Tarefa proposta A: Explique, com base no trecho sobre a visão estética da publicidade, por que o livro de Oliviero Toscani publicado em 1996 continua atual. Use no máximo duas frases.

Trecho do texto:
------------------------------
A visão estética da publicidade

WANDA PANKEVICIUS BARROS

Oliviero Toscani é um fotógrafo conhecido por causar muita controvérsia com as suas campanhas publicitárias para a Benetton. Ele escreveu o livro A Publicidade é um Cadáver que nos Sorri[1], onde questiona a responsabilidade social do mercado publicitário. O livro publicado em 1996 continua atual, com críticas ainda pertinentes que nos fazem constatar que a essência e a visão estética da publicidade mudou muito pouco daquela época para cá.
No livro A Publicidade é um Cadáver que nos Sorri, Oliviero Toscani, nos lembra da linha da “pseudo-realidade” pela qual a publicidade insiste em seguir, e apresenta uma visão controvertida através de seus trabalhos para a empresa Benetton. O autor também relata no livro o grande apoio que sempre recebeu de Luciano Benetton, “um homem extraordinário” que dizia: “Você não deve escutar o marketing, deve escutar o seu talento”.
------------------------------
Tarefa proposta B: Transcreva fielmente as linhas das entradas, começando pela linha que contém "Reviewer note: verify that every instance of the fox back" e seguindo até a linha que contém "column 288, row 472", ambas incluídas.

Itens armazenados do conjunto de dados
------------------------------
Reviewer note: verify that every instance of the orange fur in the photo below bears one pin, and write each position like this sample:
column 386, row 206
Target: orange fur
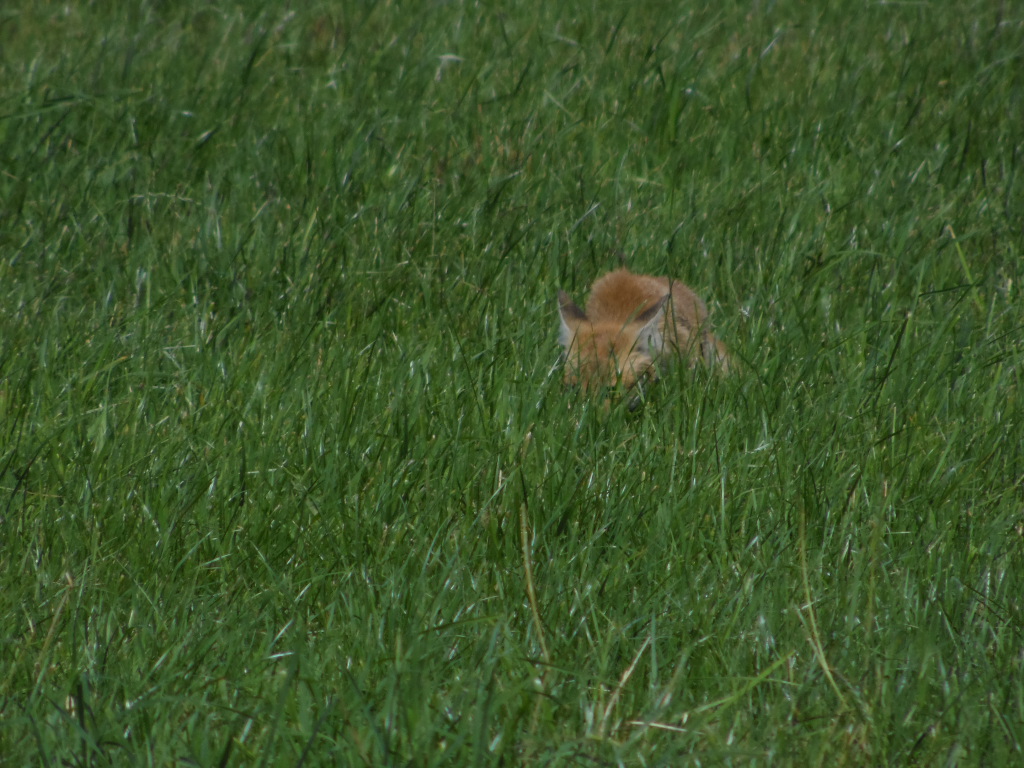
column 631, row 322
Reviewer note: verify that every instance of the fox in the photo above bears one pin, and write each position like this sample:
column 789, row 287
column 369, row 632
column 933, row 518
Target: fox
column 632, row 322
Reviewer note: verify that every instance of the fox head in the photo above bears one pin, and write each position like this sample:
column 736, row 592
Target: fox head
column 609, row 353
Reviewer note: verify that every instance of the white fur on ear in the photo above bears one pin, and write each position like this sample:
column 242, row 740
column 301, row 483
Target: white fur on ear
column 571, row 316
column 650, row 340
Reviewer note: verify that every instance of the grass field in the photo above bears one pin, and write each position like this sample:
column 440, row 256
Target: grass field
column 288, row 474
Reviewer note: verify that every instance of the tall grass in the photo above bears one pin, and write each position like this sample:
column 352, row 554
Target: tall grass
column 287, row 471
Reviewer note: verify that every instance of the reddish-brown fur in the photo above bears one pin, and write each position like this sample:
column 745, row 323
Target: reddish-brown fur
column 631, row 322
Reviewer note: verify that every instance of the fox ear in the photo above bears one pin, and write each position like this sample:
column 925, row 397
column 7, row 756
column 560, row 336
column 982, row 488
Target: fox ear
column 650, row 340
column 571, row 317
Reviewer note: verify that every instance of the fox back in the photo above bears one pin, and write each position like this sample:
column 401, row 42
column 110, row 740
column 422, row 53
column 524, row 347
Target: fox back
column 631, row 323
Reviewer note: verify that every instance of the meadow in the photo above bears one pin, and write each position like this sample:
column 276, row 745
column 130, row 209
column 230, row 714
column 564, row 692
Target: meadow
column 288, row 472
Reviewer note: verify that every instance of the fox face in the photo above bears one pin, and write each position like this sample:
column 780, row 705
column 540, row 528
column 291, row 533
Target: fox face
column 633, row 322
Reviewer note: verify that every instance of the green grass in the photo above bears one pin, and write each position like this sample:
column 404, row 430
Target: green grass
------------------------------
Resposta esperada A: O livro continua atual porque suas críticas ainda são pertinentes. Elas mostram que a essência e a visão estética da publicidade mudaram muito pouco desde aquela época.

Resposta esperada B:
Reviewer note: verify that every instance of the fox back in the photo above bears one pin, and write each position like this sample:
column 401, row 42
column 110, row 740
column 422, row 53
column 524, row 347
Target: fox back
column 631, row 323
Reviewer note: verify that every instance of the meadow in the photo above bears one pin, and write each position like this sample:
column 276, row 745
column 130, row 209
column 230, row 714
column 564, row 692
Target: meadow
column 288, row 472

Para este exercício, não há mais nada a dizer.